What needs to be done:
Output, word for word, the line that contains "Question. Place a dot on every instance of the basketball player" and all lines following it to the end of the listing. Drop the pictures.

[Rows from a dataset]
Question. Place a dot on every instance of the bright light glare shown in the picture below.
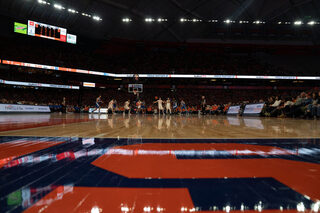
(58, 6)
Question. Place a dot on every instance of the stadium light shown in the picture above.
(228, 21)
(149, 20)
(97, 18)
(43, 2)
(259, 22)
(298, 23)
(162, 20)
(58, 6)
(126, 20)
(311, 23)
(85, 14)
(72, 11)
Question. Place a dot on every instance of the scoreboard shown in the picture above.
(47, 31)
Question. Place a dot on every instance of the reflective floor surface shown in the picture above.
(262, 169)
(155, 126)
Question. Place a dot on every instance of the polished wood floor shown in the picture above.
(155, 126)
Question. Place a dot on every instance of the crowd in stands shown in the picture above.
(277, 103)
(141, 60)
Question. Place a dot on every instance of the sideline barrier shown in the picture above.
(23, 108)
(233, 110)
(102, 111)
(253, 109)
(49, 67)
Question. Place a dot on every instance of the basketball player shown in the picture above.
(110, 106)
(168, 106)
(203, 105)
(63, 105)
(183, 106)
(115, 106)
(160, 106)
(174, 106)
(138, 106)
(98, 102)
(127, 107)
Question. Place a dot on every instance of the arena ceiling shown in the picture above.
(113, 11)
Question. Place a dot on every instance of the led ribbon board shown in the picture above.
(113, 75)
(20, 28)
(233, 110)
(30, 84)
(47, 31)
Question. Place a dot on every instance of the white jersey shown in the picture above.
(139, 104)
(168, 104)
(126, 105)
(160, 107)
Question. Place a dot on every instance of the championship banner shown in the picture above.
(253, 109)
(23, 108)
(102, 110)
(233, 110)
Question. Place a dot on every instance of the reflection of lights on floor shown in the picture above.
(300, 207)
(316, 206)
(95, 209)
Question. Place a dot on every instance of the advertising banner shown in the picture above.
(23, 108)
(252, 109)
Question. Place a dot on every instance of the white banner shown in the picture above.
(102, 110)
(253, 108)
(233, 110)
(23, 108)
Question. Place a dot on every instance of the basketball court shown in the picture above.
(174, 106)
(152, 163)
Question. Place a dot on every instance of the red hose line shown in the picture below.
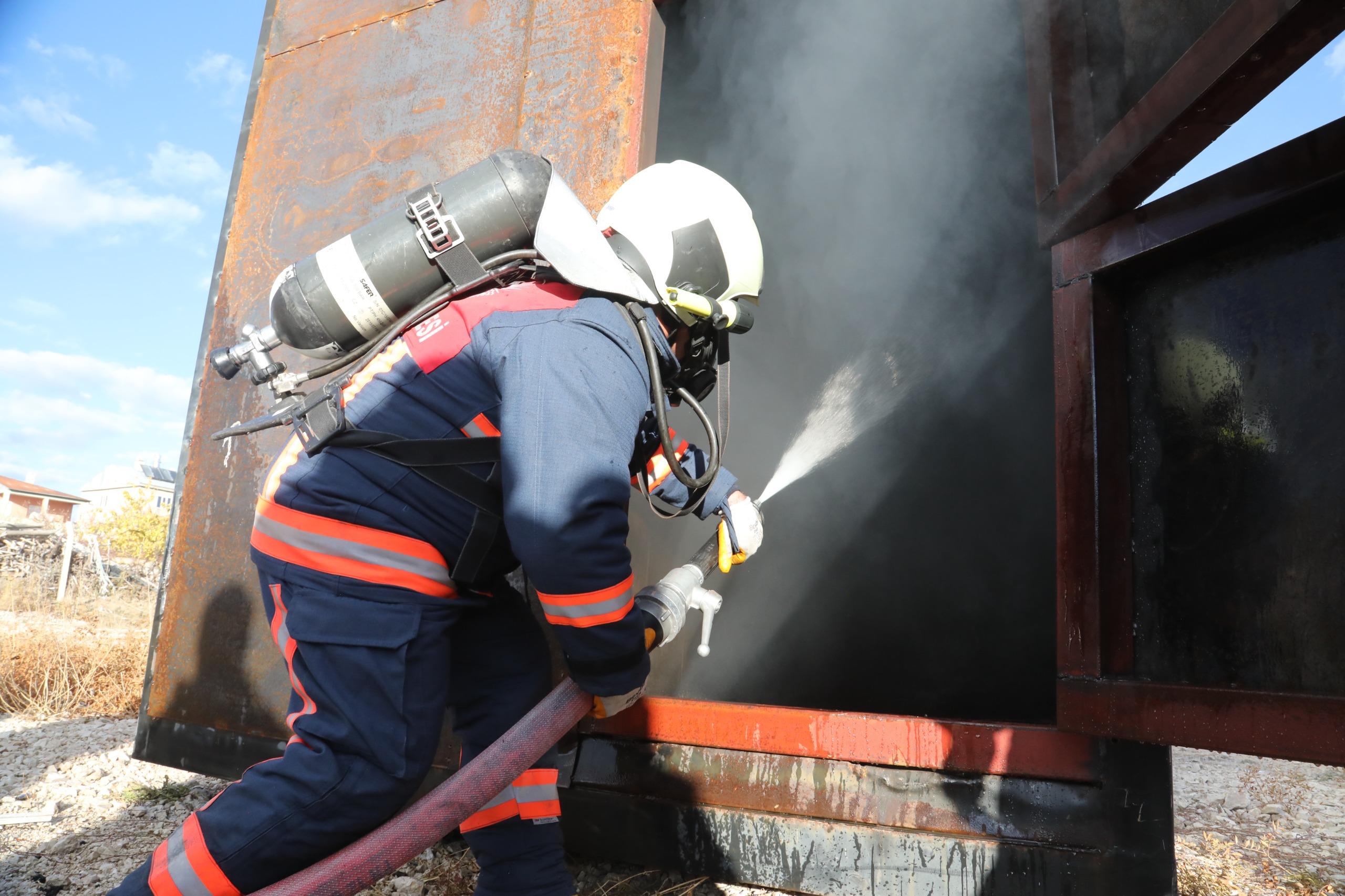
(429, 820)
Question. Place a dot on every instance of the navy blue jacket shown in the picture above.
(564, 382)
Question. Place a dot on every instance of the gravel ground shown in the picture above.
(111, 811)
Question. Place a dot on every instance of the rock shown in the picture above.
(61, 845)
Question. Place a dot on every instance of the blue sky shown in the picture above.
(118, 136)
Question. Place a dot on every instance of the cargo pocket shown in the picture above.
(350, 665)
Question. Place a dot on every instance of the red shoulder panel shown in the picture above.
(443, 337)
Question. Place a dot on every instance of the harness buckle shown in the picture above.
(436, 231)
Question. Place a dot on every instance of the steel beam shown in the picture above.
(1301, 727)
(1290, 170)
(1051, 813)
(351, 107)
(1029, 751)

Output for this task:
Question. Place a dot on every instance of the basketball player shown in the picture above.
(110, 106)
(168, 106)
(203, 105)
(63, 105)
(183, 106)
(115, 106)
(160, 106)
(174, 106)
(138, 106)
(98, 102)
(127, 107)
Question. Place a dot on every instance of the arena ceiling shown in the picture above.
(113, 11)
Question. Place a dot on every instance of the led ribbon board shown in the picture above.
(113, 75)
(20, 28)
(233, 110)
(30, 84)
(47, 31)
Question. Place a dot on every instance of the white jersey shown in the picture above.
(139, 104)
(168, 104)
(126, 105)
(160, 107)
Question. Place a dot on every instance of the championship banner shown in the picture above.
(253, 109)
(23, 108)
(102, 110)
(233, 110)
Question. Place a dot on every instance of the reflection of lights on floor shown in the picture above.
(300, 207)
(316, 206)
(95, 209)
Question. Place a dot on every instance of the advertising banner shown in the picture above.
(23, 108)
(252, 109)
Question. Place a dot on every instance of the white banner shown in the picture above.
(102, 110)
(253, 108)
(233, 110)
(23, 108)
Question. Place a dot on every instance of the basketball court shown in the picture above.
(174, 106)
(152, 163)
Question. Place a dot on every instance of the red hose line shown in the picture below.
(429, 820)
Question. Place a dot on every instance of the navy blue jacket shown in the picture above.
(564, 382)
Question. Place a dot on every instance of the gravel ground shown in the picture above.
(111, 811)
Question. Place a dot on every instance of the rock shown in the picture above.
(61, 845)
Question. Place a dot on every instance of the blue sky shown in the picture above.
(118, 136)
Question. Place a dot on every instance of the cargo pocket shown in the picture above.
(350, 665)
Question. Place a dot on every instance of the red shoulder panel shown in the picture above.
(443, 337)
Question. Place a dot on every instance of the harness buckle shown in the picture above.
(436, 231)
Question. Place a dot on every instance of the steel beam shown in the picture above.
(1301, 727)
(1290, 170)
(1051, 813)
(351, 107)
(1029, 751)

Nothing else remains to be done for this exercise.